Brano fornito —
La guerra a san Nicola fu particolarmente dura in Olanda, ma furono proprio gli olandesi a trasportare il suo culto oltreoceano, trapiantandovi la festa dedicata ai doni natalizi. Poi all’inizio dell’ottocento san Nicola, il cui nome storpiato già dagli olandesi, si era trasformato nell’inglese Santa Klaus, subì l’ultima metamorfosi: il suo mantello vescovile si trasformò in una zimarra ornata di pelliccia e la mitra in un cappuccio. Scese infine dal cavallo bianco, col quale giungeva nelle case dei bambini olandesi, e salì su una slitta trainata da renne: era diventato il Babbo Natale che sarebbe rientrato in Europa nel dopoguerra sull’onda della colonizzazione commerciale.
Ciononostante in Italia e nel mondo permane in alcune comunità la tradizione culturale della funzione nicolaiana. In Puglia il 6 dicembre i bambini aspettano san Nicola per ricevere regali. Secondo la tradizione san Nicola viene dal mare, a ricordo dell’arrivo a Bari nel 1087, su una nave carica di ogni ben di Dio ed entra nelle case dei bambini per distribuire dolci e giochi, dentro le scarpe posizionate la sera della vigilia accanto al fuoco.
In Sicilia, san Nicola viene rappresentato sotto forma di coccinella a cui i bambini chiedono un regalo per ogni dente da latte caduto.
In Valnerina, il 6 dicembre rappresentava una data legata alla distribuzione dei doni ai bambini, non solo a Monteleone di Spoleto, ma anche a Cerreto di Spoleto, di cui san Nicola è patrono, dove gli scolari si esibivano in recite e ne ottenevano premi, e a Scheggino, dove era il parroco a distribuire doni ai bambini.
Altra espressione della caratterizzazione infantile di questa festa, sempre a Monteleone, fino all’immediato dopoguerra, era la distribuzione di castagne, lessate o arrostite, da parte degli insegnanti ai bambini.
Oggi tale rituale costituisce, per i suoi diretti destinatari, i bambini, un’occasione di uscita, slegata, ormai al senso originale, mentre per gli adulti rimane una festa sottratta a spinte consumistiche e commerciali, una forma di devozione che l’onda commerciale rischia di appiattire, se non di spazzare via, in una società che ha conservato quasi integre le sue tradizioni, anche alimentari, se pensiamo all’importanza della coltivazione del farro per Monteleone, e che fino a pochi decenni fa vi identificava la fonte primaria di sopravvivenza. In questo contesto san Nicola, il santo elargitore che aveva “dato il farro ai poveri” non poteva che essere considerato, come in altre zone del mondo, una specie di vice di Dio, ecco quindi la notevole diffusione di cappelle a lui dedicate in Valnerina.

 

San Nicola e la Valnerina

 

In Valnerina, dove il culto di San Nicola ha trovato notevole diffusione, forse grazie al fatto che i benedettini hanno origine a Norcia, tanto che numerose chiese, ad Agriano di Norcia, Acquapremula di Sellano, Cerreto di Spoleto, Manigi di Cascia, Roccatamburo di  Poggiodomo, Rocchetta di Cerreto di Spoleto, Scheggino, oltre a Monteleone di  Spoleto il giorno della vigilia.

Elenco delle voci —

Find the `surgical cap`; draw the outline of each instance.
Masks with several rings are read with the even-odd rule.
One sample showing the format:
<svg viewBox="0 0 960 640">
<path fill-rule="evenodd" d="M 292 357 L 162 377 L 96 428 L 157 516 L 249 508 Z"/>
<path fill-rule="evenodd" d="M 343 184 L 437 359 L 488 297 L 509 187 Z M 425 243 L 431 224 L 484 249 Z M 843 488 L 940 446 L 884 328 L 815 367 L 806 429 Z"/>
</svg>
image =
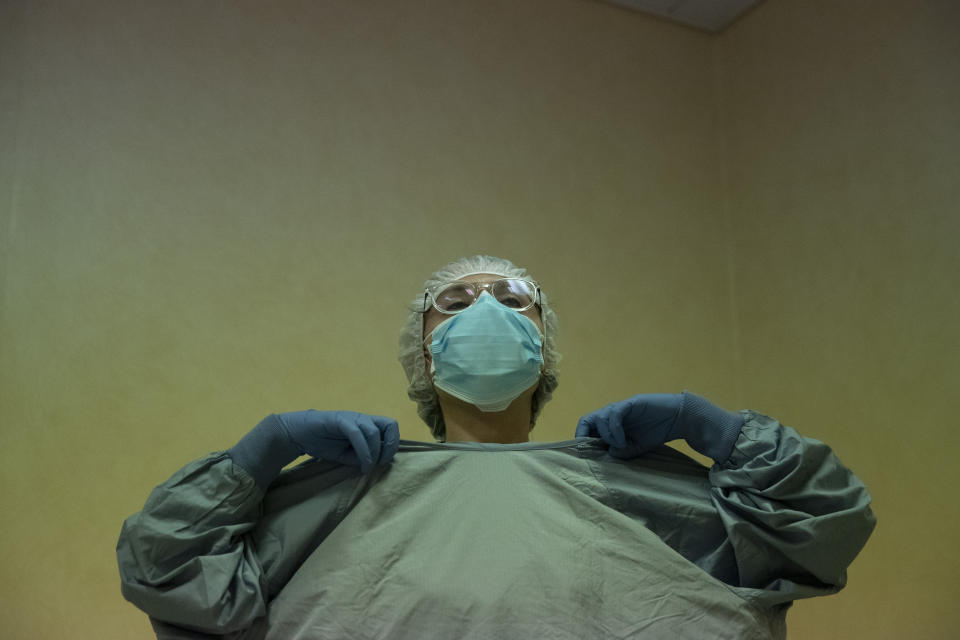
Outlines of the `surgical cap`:
<svg viewBox="0 0 960 640">
<path fill-rule="evenodd" d="M 447 427 L 443 421 L 443 412 L 440 410 L 440 400 L 433 387 L 433 382 L 427 374 L 426 359 L 423 355 L 423 294 L 432 291 L 434 287 L 445 282 L 459 280 L 477 273 L 490 273 L 505 278 L 529 278 L 526 269 L 522 269 L 509 260 L 492 256 L 473 256 L 461 258 L 442 267 L 426 282 L 423 289 L 414 297 L 407 314 L 407 322 L 400 334 L 400 364 L 407 374 L 410 386 L 407 395 L 417 403 L 417 413 L 430 427 L 430 432 L 438 442 L 444 442 L 447 436 Z M 533 394 L 533 406 L 530 414 L 530 430 L 536 424 L 537 416 L 543 405 L 553 397 L 553 390 L 557 388 L 557 365 L 560 362 L 560 353 L 557 351 L 557 315 L 547 302 L 547 295 L 540 292 L 540 313 L 543 321 L 546 339 L 543 344 L 543 374 L 540 376 L 540 386 Z"/>
</svg>

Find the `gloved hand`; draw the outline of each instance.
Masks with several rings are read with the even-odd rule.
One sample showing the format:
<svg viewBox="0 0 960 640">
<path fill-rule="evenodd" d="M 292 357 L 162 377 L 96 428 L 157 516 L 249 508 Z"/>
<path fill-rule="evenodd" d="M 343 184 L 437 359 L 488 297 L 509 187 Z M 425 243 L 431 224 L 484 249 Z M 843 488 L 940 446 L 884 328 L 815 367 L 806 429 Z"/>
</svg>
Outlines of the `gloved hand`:
<svg viewBox="0 0 960 640">
<path fill-rule="evenodd" d="M 577 423 L 575 437 L 603 438 L 615 458 L 643 455 L 683 438 L 695 451 L 723 462 L 733 452 L 744 418 L 706 398 L 683 393 L 647 393 L 608 404 Z"/>
<path fill-rule="evenodd" d="M 301 455 L 359 465 L 362 473 L 388 464 L 400 446 L 397 421 L 356 411 L 271 413 L 227 453 L 266 489 Z"/>
</svg>

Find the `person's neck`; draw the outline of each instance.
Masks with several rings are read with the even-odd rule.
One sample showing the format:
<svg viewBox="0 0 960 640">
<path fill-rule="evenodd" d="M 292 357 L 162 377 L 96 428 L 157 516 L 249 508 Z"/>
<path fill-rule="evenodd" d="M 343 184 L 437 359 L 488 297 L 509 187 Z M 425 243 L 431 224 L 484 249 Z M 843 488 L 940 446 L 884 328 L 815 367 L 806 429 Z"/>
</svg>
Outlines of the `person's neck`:
<svg viewBox="0 0 960 640">
<path fill-rule="evenodd" d="M 447 442 L 499 442 L 510 444 L 530 441 L 530 400 L 524 393 L 503 411 L 484 412 L 442 394 L 440 408 L 447 427 Z"/>
</svg>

Compiti richiesti —
a – Rispondi a queste domande sul brano su san Nicola, una per riga:
(i) Sotto quale forma viene rappresentato san Nicola in Sicilia?
(ii) Chi distribuiva i doni ai bambini a Scheggino?
(iii) Che cosa distribuivano gli insegnanti ai bambini a Monteleone fino all'immediato dopoguerra?
b – Ricopia dal brano su san Nicola il passo che va da "Ciononostante in Italia" fino a "da latte caduto." incluso.
c – Prosegui il brano su san Nicola in Valnerina, cominciando dopo la sua ultima frase.

Risposte fornite —
a –
(i) San Nicola viene rappresentato sotto forma di coccinella.
(ii) I doni ai bambini li distribuiva il parroco.
(iii) Gli insegnanti distribuivano castagne, lessate o arrostite.

b –
Ciononostante in Italia e nel mondo permane in alcune comunità la tradizione culturale della funzione nicolaiana. In Puglia il 6 dicembre i bambini aspettano san Nicola per ricevere regali. Secondo la tradizione san Nicola viene dal mare, a ricordo dell’arrivo a Bari nel 1087, su una nave carica di ogni ben di Dio ed entra nelle case dei bambini per distribuire dolci e giochi, dentro le scarpe posizionate la sera della vigilia accanto al fuoco.
In Sicilia, san Nicola viene rappresentato sotto forma di coccinella a cui i bambini chiedono un regalo per ogni dente da latte caduto.

c –
Si tratta di un rituale che si presenta oggi come incentrato sulla distribuzione di una minestra di farro alla popolazione, in forme analoghe a quelle che vengono ricordate dagli  informatori anziani.

Cottura del farro nella canonica di Monteleone di Spoleto il 5 dicembre

 

Tutto il rituale è gestito dal parroco che si occupa della predisposizione egli ingredienti e sovrintende alla preparazione e distribuzione della minestra con l’aiuto di alcune donne. Il farro viene cotto nella canonica della chiesa parrocchiale di San Nicola in un grande caldaio sul focolare. All’acqua bollente, circa 80 litri, vengono aggiunti otto chili di farro che viene cotto, rimestandolo lungamente per circa due ore. Mezz’ora prima di toglierlo dal fuoco viene aggiunto il sugo di magro, con pomodoro, sedano, cipolla, carota, olio, peperoncino, preparato il giorno prima.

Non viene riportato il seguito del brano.